CONSEGNA A:
Rispondi alle seguenti domande sul testo relativo all'esecuzione forzata in forma specifica:
(i) In quali articoli del libro VI del codice civile è disciplinata l'esecuzione in forma specifica?
(ii) Quali sono le due fattispecie distinte a cui si riferiscono tali disposizioni?
(iii) Che tipo di azione regola l'art. 2932 c.c.?
CONSEGNA B:
Prosegui il testo sull'esecuzione forzata in forma specifica, ricominciando subito dopo l'ultima frase riportata.

TESTO FORNITO:
◆ ◆ ◆ ◆ ◆

Laura Mancini
24 Novembre 2016

Attraverso l'esecuzione forzata in forma specifica l'ordinamento attua in via coattiva la ricostituzione diretta ed integrale dell'interesse sotteso alla situazione giuridica soggettiva violata. In conseguenza di tale restaurazione il diritto violato conserva la sua originaria identità, nel senso che vi è coincidenza tra il diritto soddisfatto e il diritto oggetto dell'esecuzione.
Inquadramento

Attraverso l'esecuzione forzata in forma specifica l'ordinamento attua in via coattiva la ricostituzione diretta ed integrale dell'interesse sotteso alla situazione giuridica soggettiva violata: in conseguenza di tale restaurazione il diritto violato non subisce una trasformazione oggettiva, così come avviene nell'espropriazione - in cui il soddisfacimento del credito si realizza attraverso la liquidazione di beni del patrimonio del debitore -, ma conserva la sua originaria identità, nel senso che vi è coincidenza tra il diritto soddisfatto e il diritto oggetto dell'esecuzione.

L'esecuzione in forma specifica è disciplinata in parte nel libro VI del codice civile, agli artt. 2930-2933, ed in parte nel libro III, titolo III del codice di procedura civile, agli artt. 605-614.

Tali disposizioni riguardano due distinte fattispecie, ossia l'esecuzione per consegna e rilascio e l'esecuzione degli obblighi di fare e di non fare.

In evidenza

Nonostante la collocazione sistematica tra le norme dedicate all'esecuzione in forma specifica, esula dalla disciplina dell'esecuzione forzata l'art. 2932 c.c., il quale regola un'azione di cognizione di natura costitutiva.

Attraverso la prima di tali tipologie di esecuzione il titolare del diritto leso ottiene, all'esito di una modificazione della sola realtà materiale, la disponibilità fattuale del bene, mobile o immobile, su cui vanta un diritto, senza che tale ultimo diritto subisca alcuna alterazione giuridica.

◆ ◆ ◆ ◆ ◆

SEZIONE DATI:
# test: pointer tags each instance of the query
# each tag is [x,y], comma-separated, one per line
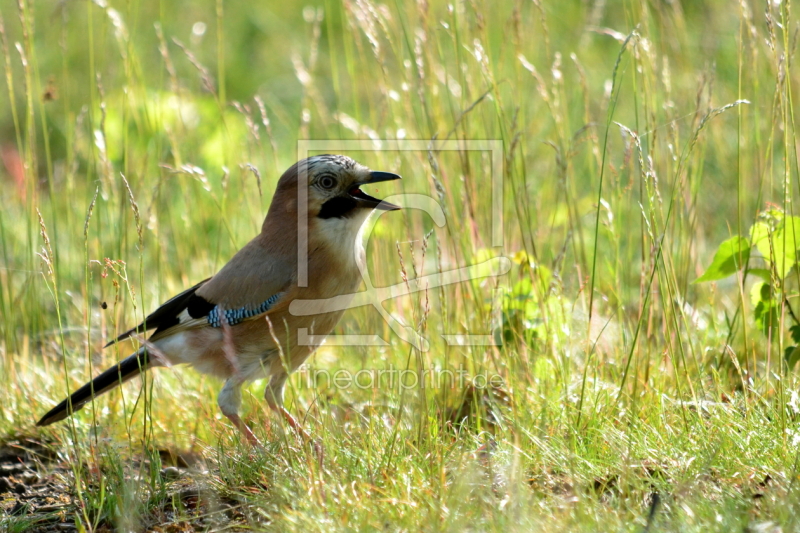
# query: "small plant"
[773,246]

◆ ◆ ◆ ◆ ◆

RISPOSTA ALL'ESERCIZIO A:
(i) È disciplinata agli artt. 2930-2933 del libro VI del codice civile.
(ii) Sono l'esecuzione per consegna e rilascio e l'esecuzione degli obblighi di fare e di non fare.
(iii) Regola un'azione di cognizione di natura costitutiva.

RISPOSTA ALL'ESERCIZIO B:
Con l'esecuzione di obblighi di fare e non fare, all'esito della surrogazione di tali attività dovute dall'esecutato, viene restaurata con immediatezza la situazione materiale anteriore alla violazione del diritto, il quale, tuttavia, neanche in questo caso subisce alcuna immutazione. Con tale forma di esecuzione si attuano obblighi positivi di fare alcunché e obblighi negativi di non fare, i quali ultimi, in conseguenza dell'inosservanza da parte dell'obbligato, si trasformano anch'essi in obblighi a contenuto positivo aventi ad oggetto l'attività di disfare quanto realizzato in spregio al divieto (ad esempio, la demolizione di una costruzione eretta in violazione delle distanza legali).

Tanto l'esecuzione per consegna e rilascio, quanto l'esecuzione degli obblighi di fare e non fare postula, dunque, un obbligo da eseguire specificamente, il quale può trarre origine dalla legge (si pensi, ad esempio , alla violazione degli obblighi conseguenti all'affidamento dei minori), dal contratto (si pensi, ad esempio, all'obbligo di rilascio del bene locato) o dalla violazione di un diritto assoluto (quale, ad esempio, la proprietà attraverso la realizzazione di un manufatto in spregio ad una servitus altius non tollendi), ma la cui fonte diretta ed immediata è sempre una sentenza di condanna contenente l'accertamento della violazione di siffatti obblighiprimari.

L'esecuzione forzata in forma specifica, così come l'espropriazione forzata, è una forma di esecuzione diretta e si distingue, pertanto, dall'esecuzione indiretta, la quale si attua per mezzo delle misure coercitive o astreintes (introdotte nel nostro sistema con la l. n. 69/2009, il cui art. 49 c. 1 ha aggiunto alla disciplina del titolo IV l'art. 614-bis c.p.c. (attuazione degli obblighi di fare infungibile o di non fare).

L'esecuzione in forma specifica si differenzia, altresì, dal risarcimento in forma specifica disciplinato dall'art. 2058 c.c., il quale integra, innanzitutto, un'azione di cognizione e non esecutiva e, in secondo luogo, una forma di tutela non specifica, ma surrogatoria.

Attraverso il risarcimento in questione l'ordinamento mira, infatti, a far conseguire al titolare del diritto violato non certo lo specifico interesse ad esso sotteso, ma altra utilità ad esso equivalente.

Il risarcimento in forma specifica consiste, infatti, in una riparazione, sia pure diretta e immediata, delle conseguenze negative del fatto illecito dannoso o dell'inadempimento (si pensi, ad esempio, alla riparazione, da parte dello stesso danneggiante, del bene danneggiato).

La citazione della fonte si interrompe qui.